▶ **TASK REQUIREMENTS**: Reproduce each of the following rows word for word, without any change.

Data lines
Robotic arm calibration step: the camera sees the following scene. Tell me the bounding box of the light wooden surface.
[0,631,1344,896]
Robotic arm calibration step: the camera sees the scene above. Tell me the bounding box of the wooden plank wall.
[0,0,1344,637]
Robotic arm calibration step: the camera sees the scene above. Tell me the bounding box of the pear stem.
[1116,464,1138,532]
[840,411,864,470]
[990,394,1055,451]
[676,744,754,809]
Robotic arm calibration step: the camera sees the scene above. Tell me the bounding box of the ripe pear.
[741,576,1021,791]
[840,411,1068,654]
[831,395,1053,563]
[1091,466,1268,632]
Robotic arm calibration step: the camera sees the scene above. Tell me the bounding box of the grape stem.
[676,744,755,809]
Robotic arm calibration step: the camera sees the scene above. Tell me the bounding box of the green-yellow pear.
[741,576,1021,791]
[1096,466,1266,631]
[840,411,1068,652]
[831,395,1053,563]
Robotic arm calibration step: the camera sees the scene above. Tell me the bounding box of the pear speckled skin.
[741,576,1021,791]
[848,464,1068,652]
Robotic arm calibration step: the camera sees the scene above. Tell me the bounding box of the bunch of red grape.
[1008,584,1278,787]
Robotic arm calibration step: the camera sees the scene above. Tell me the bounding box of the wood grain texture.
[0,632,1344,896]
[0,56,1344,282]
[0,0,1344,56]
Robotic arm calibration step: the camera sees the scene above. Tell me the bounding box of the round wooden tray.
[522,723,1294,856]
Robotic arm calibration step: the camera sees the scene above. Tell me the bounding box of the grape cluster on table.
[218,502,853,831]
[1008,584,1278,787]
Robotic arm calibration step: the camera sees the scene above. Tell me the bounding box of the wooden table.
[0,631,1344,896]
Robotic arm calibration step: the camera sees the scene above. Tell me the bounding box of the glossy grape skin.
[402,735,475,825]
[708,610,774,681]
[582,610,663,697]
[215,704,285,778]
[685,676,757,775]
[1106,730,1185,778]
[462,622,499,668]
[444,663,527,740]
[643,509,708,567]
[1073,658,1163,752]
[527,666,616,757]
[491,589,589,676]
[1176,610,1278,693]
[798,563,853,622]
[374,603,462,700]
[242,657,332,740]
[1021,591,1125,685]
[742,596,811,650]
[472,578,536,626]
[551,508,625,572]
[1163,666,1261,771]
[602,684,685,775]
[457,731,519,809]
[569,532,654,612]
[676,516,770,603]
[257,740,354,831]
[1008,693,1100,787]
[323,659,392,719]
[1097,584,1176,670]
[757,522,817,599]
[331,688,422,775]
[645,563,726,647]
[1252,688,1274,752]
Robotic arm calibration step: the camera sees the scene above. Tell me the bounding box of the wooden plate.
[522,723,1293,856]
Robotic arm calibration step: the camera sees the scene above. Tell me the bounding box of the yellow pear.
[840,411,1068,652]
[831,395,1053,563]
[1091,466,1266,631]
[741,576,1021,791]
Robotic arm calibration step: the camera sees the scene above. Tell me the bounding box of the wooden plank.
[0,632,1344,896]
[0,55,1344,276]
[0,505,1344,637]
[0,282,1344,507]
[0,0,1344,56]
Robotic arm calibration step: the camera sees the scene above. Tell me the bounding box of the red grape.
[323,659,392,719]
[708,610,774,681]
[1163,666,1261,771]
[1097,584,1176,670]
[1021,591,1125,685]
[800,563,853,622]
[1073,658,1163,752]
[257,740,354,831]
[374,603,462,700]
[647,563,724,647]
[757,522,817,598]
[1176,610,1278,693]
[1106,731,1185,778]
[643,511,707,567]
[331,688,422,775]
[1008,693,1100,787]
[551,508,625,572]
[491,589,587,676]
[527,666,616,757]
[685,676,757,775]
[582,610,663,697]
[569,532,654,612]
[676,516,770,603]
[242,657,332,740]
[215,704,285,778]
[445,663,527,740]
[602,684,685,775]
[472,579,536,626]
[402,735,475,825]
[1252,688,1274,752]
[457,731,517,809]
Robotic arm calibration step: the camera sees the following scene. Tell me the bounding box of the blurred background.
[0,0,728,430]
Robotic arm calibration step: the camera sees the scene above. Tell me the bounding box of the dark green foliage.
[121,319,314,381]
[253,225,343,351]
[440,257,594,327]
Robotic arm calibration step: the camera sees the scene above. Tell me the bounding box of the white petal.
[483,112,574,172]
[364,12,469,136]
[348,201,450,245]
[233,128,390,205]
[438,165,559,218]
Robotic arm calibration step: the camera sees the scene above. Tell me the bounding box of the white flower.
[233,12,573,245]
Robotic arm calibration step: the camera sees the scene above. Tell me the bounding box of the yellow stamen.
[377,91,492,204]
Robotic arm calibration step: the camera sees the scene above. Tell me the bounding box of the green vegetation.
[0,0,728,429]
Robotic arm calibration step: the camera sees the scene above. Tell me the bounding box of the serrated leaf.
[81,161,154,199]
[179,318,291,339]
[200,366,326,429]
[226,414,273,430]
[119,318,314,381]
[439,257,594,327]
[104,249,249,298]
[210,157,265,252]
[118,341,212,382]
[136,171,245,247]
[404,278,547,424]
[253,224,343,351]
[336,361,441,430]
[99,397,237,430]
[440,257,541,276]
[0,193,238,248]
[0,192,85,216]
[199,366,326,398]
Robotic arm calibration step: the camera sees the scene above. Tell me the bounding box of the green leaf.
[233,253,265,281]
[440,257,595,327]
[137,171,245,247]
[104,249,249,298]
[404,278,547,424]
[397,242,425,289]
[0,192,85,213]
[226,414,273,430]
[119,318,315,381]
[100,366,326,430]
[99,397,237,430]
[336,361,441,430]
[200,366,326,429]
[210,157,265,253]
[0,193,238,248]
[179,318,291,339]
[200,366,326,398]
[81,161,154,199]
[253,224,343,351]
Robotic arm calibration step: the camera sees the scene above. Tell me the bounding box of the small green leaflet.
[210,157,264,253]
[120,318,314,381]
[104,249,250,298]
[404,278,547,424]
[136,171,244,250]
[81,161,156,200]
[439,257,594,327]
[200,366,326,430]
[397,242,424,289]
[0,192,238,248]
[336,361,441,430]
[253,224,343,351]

▶ **FINAL ANSWER**:
Robotic arm calibration step: the camera sees the following scene. Tell me the bounding box of the light wooden surface.
[0,631,1344,896]
Robotic arm calibration step: the camera sees the scene above. Tell me the bounding box of the wooden plank wall.
[0,0,1344,637]
Robotic arm calibration step: the camera sees the scene above. Tell me the bounding box of the pear stem.
[1116,464,1138,532]
[840,411,864,470]
[990,394,1055,451]
[676,744,754,809]
Robotic arm calibration step: the camera sees the scene above. Tell me the bounding box of the ripe pear.
[741,576,1021,791]
[840,411,1068,654]
[831,395,1053,563]
[1091,466,1268,632]
Robotic arm calibration step: the camera sees the scene above. Tell me the bounding box of the grape stem.
[676,744,755,809]
Robotic arm calibration step: the camera sees the scene above. Tell me the bounding box of the green-yellow pear.
[741,576,1021,791]
[1096,466,1266,631]
[840,411,1068,652]
[831,395,1053,563]
Robotic arm calibration step: the camera sees the scene above. Tell me the bounding box of the pear speckled skin.
[741,576,1021,791]
[848,464,1068,652]
Robotic arm calibration step: the camera sees the scene above. Tell me the bounding box of the bunch of red grape.
[1008,584,1278,787]
Robotic arm calibration step: the camera sees the scene above. Tell me the bounding box of the wood grain texture.
[0,632,1344,896]
[0,56,1344,282]
[0,0,1344,56]
Robotic arm calibration step: the camera sees the scene above. Tell me the bounding box of the round wooden tray.
[522,723,1294,856]
Robotic arm calibration step: the camera sees the scene above. Tell me the bounding box of the grape cluster on table.
[218,502,853,831]
[1008,584,1278,787]
Robotic arm calibration step: the camera sees the scene above. Tell me the bounding box of the wooden table.
[0,631,1344,896]
Robotic arm calibration step: the camera sees the scene above. Tell me the bounding box of the glossy grape skin.
[402,735,475,825]
[708,610,774,681]
[582,610,663,697]
[215,704,285,778]
[685,676,757,775]
[1106,730,1185,778]
[462,622,499,668]
[444,663,527,740]
[643,509,708,567]
[1073,658,1163,752]
[527,666,616,757]
[491,589,589,676]
[1176,610,1278,693]
[798,563,853,622]
[374,603,462,700]
[242,657,332,740]
[1021,591,1125,685]
[742,596,811,650]
[472,578,536,626]
[551,508,625,572]
[1163,666,1261,771]
[602,684,685,775]
[457,731,519,809]
[569,532,654,612]
[676,516,770,603]
[257,740,354,831]
[1008,693,1100,787]
[323,659,392,719]
[1097,584,1176,670]
[757,522,817,599]
[331,688,422,775]
[645,563,726,647]
[1252,688,1274,752]
Robotic arm calibration step: the camera sees the scene above. Tell me the bounding box of the wooden plate.
[522,723,1293,856]
Robotic arm calibration step: the camera sees the scene above. Tell me the bounding box of the yellow pear.
[840,411,1068,652]
[831,395,1053,563]
[1091,466,1266,631]
[741,576,1021,791]
Robotic arm calibration step: the camera sees the scene above. Tell me the bounding box of the wooden plank.
[0,632,1344,896]
[0,55,1344,276]
[0,505,1344,637]
[0,282,1344,507]
[0,0,1344,56]
Robotic arm calibration step: the camera sees the scene above. Tell me the bounding box of the red grape.
[323,659,392,719]
[708,610,774,681]
[1163,666,1261,771]
[1097,584,1176,670]
[1021,591,1125,685]
[800,563,853,622]
[1073,658,1163,752]
[257,740,354,831]
[374,603,462,700]
[647,563,724,647]
[757,522,817,598]
[1176,610,1278,693]
[1106,731,1185,778]
[643,511,707,567]
[331,688,422,775]
[1008,693,1100,787]
[551,508,625,572]
[491,589,587,676]
[527,666,616,757]
[685,676,757,775]
[582,610,663,697]
[569,532,654,612]
[676,516,770,603]
[242,657,332,740]
[215,704,285,778]
[445,663,527,740]
[602,684,685,775]
[472,579,536,626]
[402,735,475,825]
[1252,688,1274,752]
[457,731,517,809]
Robotic arm calibration step: the camera sees the following scene. Tell me the bounding box of the blurred background.
[0,0,728,430]
Robotic arm calibration step: the camera sees the scene above. Tell me the bounding box of the dark green foliage.
[121,319,314,381]
[253,225,343,351]
[440,257,594,327]
Robotic arm calibration step: the camera sees the scene above. Tell me the bounding box of the white petal.
[483,112,574,172]
[364,12,469,136]
[348,201,450,245]
[233,128,390,205]
[438,165,559,218]
Robotic arm calibration step: the camera sees the scene above. Tell me the bounding box of the white flower.
[233,12,573,245]
Robotic arm calibration step: the camera sees the scene above. Tell me the bounding box of the yellow stamen.
[377,91,492,204]
Robotic arm calibration step: the camera sees the scene above. Tell me the bounding box of the green vegetation.
[0,0,728,429]
Robotic arm calibration step: the camera sees the scene above. Tell me the bounding box of the serrated leaf.
[81,161,154,199]
[179,318,291,339]
[200,366,326,429]
[226,414,273,430]
[119,318,314,381]
[439,257,594,327]
[104,249,249,298]
[210,157,265,252]
[118,341,212,382]
[136,171,245,247]
[404,278,547,424]
[253,224,343,351]
[336,361,441,430]
[99,397,237,430]
[440,257,541,276]
[0,193,238,248]
[0,192,85,216]
[199,366,326,398]
Robotic arm calibration step: the camera sees the scene above. Tell me the bounding box of the green leaf.
[233,253,265,281]
[440,257,595,327]
[137,171,245,247]
[104,249,249,298]
[404,278,547,424]
[397,242,425,289]
[0,192,85,213]
[226,414,273,430]
[119,318,315,381]
[100,366,326,430]
[99,397,237,430]
[336,361,441,430]
[200,366,326,429]
[210,157,265,253]
[0,193,238,248]
[179,318,291,339]
[200,366,326,398]
[81,161,154,199]
[253,224,343,351]
Robotic arm calibration step: the camera sees the scene above. Tell me the bounding box of the small green leaflet.
[210,157,264,253]
[120,318,314,381]
[104,249,250,298]
[404,278,547,424]
[136,171,244,250]
[81,161,156,200]
[439,257,594,327]
[200,366,326,430]
[397,242,424,289]
[0,192,238,248]
[336,361,441,430]
[253,224,343,351]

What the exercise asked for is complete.